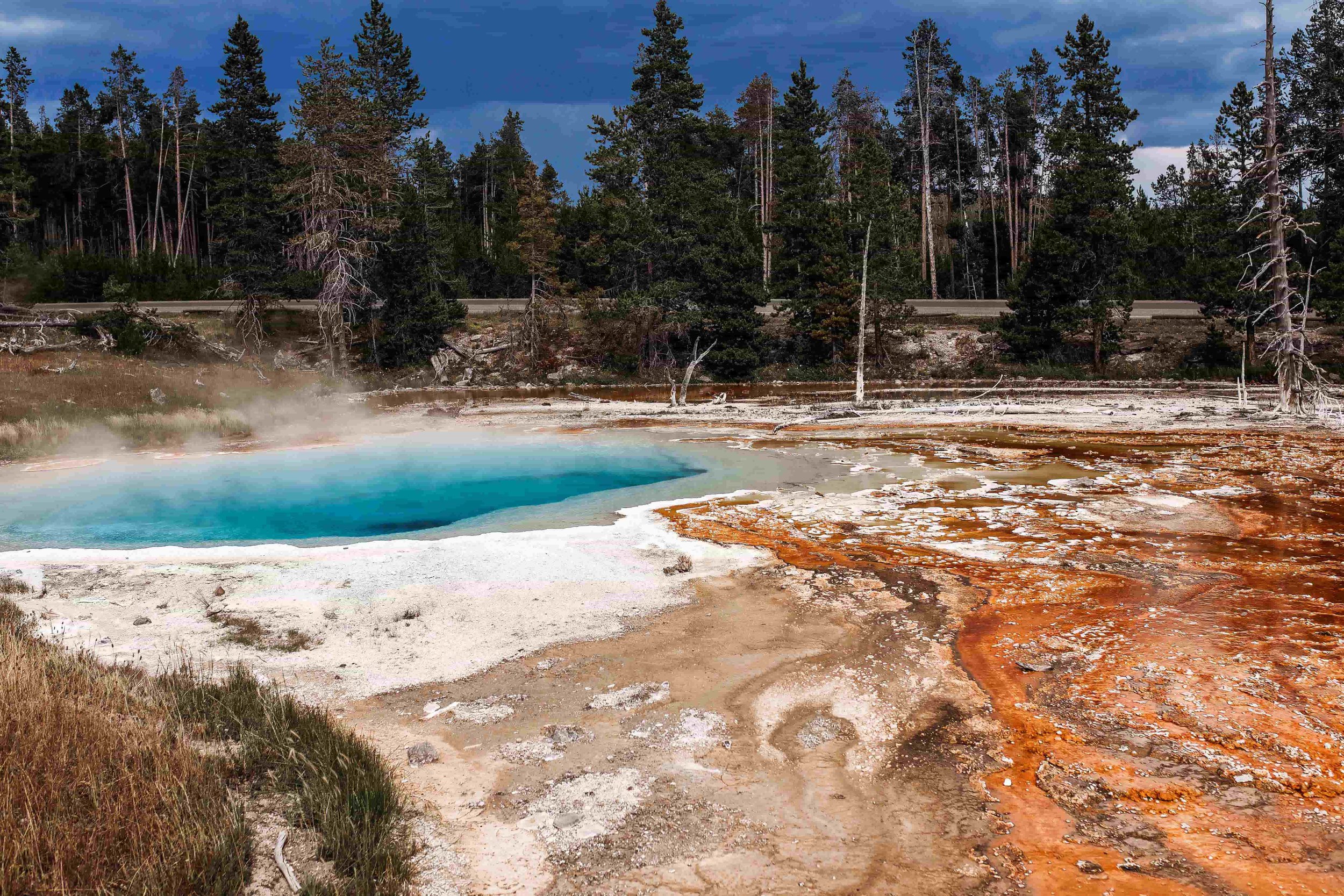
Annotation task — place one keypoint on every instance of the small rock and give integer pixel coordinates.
(683, 564)
(568, 820)
(1243, 797)
(421, 754)
(1140, 845)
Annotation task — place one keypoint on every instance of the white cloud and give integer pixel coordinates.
(41, 27)
(554, 131)
(1152, 163)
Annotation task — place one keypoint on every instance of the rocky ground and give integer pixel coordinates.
(1093, 648)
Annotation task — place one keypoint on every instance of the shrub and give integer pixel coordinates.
(80, 277)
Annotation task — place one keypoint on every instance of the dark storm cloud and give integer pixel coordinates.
(560, 61)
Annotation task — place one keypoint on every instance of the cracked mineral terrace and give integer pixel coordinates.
(1058, 661)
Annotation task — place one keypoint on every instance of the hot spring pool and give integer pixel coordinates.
(420, 485)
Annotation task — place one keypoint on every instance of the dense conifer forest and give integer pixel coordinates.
(804, 195)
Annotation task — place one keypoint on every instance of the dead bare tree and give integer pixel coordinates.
(697, 356)
(1302, 385)
(756, 123)
(863, 318)
(343, 175)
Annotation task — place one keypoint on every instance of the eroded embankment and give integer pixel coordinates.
(1159, 641)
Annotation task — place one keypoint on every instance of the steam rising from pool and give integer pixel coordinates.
(381, 488)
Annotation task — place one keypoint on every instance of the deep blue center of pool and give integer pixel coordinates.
(377, 489)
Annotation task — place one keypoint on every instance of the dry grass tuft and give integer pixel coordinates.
(9, 585)
(98, 789)
(101, 790)
(178, 426)
(252, 633)
(28, 439)
(345, 789)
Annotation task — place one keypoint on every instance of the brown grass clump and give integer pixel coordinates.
(100, 792)
(252, 633)
(342, 786)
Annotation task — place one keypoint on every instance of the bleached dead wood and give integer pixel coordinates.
(284, 865)
(35, 324)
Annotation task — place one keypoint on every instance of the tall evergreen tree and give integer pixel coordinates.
(18, 183)
(811, 273)
(1080, 276)
(249, 225)
(698, 249)
(1313, 70)
(121, 105)
(417, 278)
(382, 73)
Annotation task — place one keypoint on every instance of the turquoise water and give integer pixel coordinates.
(381, 488)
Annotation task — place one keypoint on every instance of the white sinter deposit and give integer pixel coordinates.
(366, 617)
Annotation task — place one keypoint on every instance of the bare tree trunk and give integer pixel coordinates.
(1289, 361)
(176, 176)
(1010, 205)
(182, 209)
(692, 364)
(863, 318)
(159, 184)
(125, 173)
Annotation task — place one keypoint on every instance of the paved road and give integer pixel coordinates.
(924, 308)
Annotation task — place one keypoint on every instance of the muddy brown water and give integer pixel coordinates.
(878, 723)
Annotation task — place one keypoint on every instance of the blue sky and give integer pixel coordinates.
(562, 61)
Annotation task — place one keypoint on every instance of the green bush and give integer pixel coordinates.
(80, 277)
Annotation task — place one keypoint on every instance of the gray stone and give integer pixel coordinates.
(421, 754)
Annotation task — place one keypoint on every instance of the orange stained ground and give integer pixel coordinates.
(1197, 650)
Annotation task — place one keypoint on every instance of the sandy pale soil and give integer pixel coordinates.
(1077, 656)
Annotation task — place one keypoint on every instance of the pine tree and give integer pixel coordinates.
(18, 183)
(82, 148)
(1081, 276)
(811, 272)
(246, 214)
(537, 245)
(933, 80)
(1313, 74)
(695, 248)
(417, 281)
(382, 74)
(123, 103)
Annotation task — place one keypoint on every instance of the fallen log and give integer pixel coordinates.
(463, 354)
(34, 324)
(287, 872)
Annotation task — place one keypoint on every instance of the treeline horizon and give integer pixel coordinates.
(1019, 189)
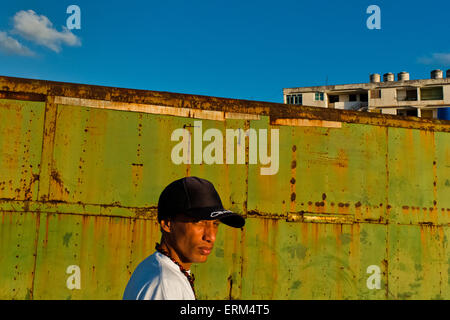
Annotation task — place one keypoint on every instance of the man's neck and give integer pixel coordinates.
(172, 252)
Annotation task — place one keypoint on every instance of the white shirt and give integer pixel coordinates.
(158, 278)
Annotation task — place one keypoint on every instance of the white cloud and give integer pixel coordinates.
(10, 45)
(436, 58)
(39, 29)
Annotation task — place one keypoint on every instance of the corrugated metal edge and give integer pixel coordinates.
(21, 87)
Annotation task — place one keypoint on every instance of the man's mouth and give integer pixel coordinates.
(205, 250)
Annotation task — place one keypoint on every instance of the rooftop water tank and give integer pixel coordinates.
(402, 76)
(375, 77)
(388, 77)
(436, 74)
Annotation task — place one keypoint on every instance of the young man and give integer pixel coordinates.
(189, 211)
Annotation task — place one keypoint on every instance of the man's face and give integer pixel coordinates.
(192, 239)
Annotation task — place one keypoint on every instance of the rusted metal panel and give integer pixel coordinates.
(418, 262)
(104, 248)
(21, 128)
(311, 261)
(354, 194)
(18, 254)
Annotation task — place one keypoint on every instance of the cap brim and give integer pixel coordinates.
(225, 216)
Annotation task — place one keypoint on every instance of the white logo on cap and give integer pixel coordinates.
(219, 213)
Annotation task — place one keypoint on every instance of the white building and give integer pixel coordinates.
(427, 98)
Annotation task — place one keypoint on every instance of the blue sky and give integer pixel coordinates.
(234, 49)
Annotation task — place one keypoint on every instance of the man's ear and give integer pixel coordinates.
(166, 225)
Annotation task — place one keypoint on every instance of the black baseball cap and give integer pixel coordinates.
(196, 198)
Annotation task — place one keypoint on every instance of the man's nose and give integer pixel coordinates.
(209, 232)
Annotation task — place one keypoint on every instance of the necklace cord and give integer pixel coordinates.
(190, 277)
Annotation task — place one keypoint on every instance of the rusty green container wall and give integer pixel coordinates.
(82, 168)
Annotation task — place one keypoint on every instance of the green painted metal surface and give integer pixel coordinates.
(79, 186)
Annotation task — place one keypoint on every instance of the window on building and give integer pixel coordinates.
(433, 93)
(333, 98)
(427, 114)
(375, 94)
(407, 94)
(294, 99)
(407, 112)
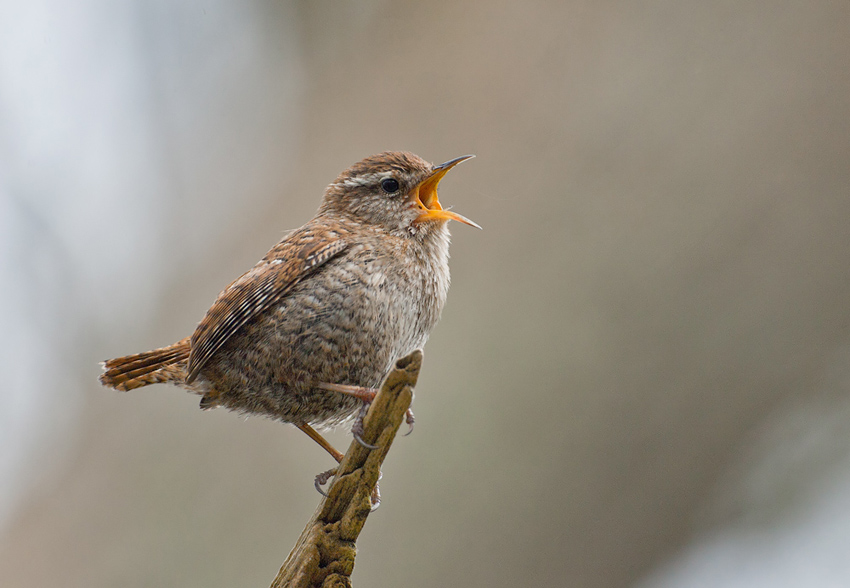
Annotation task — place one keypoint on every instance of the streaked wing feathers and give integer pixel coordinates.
(256, 290)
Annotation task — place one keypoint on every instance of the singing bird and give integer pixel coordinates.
(307, 334)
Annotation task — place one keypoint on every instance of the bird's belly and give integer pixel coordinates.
(273, 364)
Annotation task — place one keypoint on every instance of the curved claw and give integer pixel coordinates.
(322, 479)
(360, 440)
(410, 420)
(318, 485)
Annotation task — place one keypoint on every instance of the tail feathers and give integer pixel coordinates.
(167, 364)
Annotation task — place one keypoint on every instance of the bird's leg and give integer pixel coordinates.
(366, 395)
(315, 436)
(324, 477)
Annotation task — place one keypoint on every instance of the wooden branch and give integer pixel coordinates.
(324, 554)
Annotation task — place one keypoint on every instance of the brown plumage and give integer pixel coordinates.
(335, 302)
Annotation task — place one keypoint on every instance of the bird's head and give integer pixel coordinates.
(396, 190)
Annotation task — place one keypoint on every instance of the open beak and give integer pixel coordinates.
(425, 195)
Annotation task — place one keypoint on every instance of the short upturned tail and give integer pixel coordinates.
(151, 367)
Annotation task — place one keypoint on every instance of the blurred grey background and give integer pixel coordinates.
(641, 377)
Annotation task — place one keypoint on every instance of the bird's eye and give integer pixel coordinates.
(389, 185)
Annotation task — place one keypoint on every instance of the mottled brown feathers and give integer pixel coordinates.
(335, 302)
(257, 289)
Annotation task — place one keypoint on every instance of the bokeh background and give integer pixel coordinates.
(642, 375)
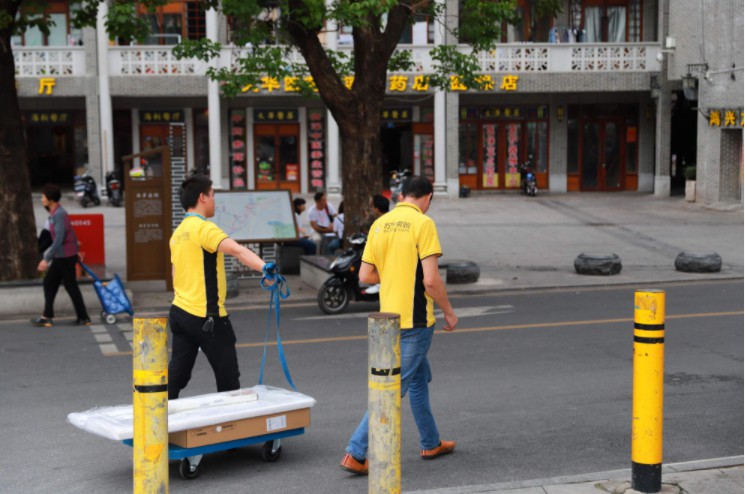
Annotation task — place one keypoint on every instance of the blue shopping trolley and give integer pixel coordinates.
(112, 295)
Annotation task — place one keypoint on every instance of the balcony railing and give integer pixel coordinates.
(519, 57)
(49, 61)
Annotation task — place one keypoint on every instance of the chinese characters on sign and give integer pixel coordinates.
(46, 84)
(316, 141)
(275, 115)
(397, 83)
(51, 118)
(162, 116)
(729, 117)
(237, 151)
(490, 156)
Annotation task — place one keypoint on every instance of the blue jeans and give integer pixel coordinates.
(415, 377)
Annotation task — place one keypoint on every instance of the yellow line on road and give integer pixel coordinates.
(334, 339)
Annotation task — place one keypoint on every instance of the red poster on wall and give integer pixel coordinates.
(89, 230)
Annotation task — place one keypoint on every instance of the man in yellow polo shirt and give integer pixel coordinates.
(401, 254)
(198, 317)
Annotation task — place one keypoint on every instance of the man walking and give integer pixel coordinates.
(198, 317)
(401, 254)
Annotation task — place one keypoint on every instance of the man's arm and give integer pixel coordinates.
(245, 256)
(436, 289)
(368, 274)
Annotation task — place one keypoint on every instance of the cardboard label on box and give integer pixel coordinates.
(241, 429)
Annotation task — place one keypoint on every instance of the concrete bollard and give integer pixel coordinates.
(647, 399)
(384, 403)
(150, 405)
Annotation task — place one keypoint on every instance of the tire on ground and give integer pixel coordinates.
(461, 272)
(597, 264)
(691, 262)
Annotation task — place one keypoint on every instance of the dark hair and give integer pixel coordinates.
(297, 202)
(381, 203)
(51, 192)
(416, 187)
(191, 189)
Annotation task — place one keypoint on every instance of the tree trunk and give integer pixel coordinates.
(18, 250)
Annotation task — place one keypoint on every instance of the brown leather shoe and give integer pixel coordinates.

######

**EXERCISE INSTRUCTIONS**: The line with "box and give integer pixel coordinates." and every line after it up to the end of the entries: output those exactly, and only those.

**SOLUTION FOR THIS EXERCISE**:
Annotation task — place one keypoint on every instance of the cardboard label on box and give integer pixel coordinates.
(241, 429)
Annotation task — place one keypoint on every instance of the concrete bollard and give integer pixel coordinates.
(647, 399)
(384, 403)
(150, 405)
Annotation task — place one keypoint on every instance of the tire on ground and give integer pixel coordinates.
(461, 272)
(597, 264)
(691, 262)
Annotation task — place one keypoint on every instance of the dark hair and give integer pixel coordinates.
(297, 202)
(381, 203)
(51, 192)
(416, 187)
(191, 189)
Annotation task — place one keypoint on every instance of the tree trunk and give integer pixel coordinates.
(18, 250)
Annotation task — place one keypoint on every instance of the brown leather shoe and give integer pixel coordinates.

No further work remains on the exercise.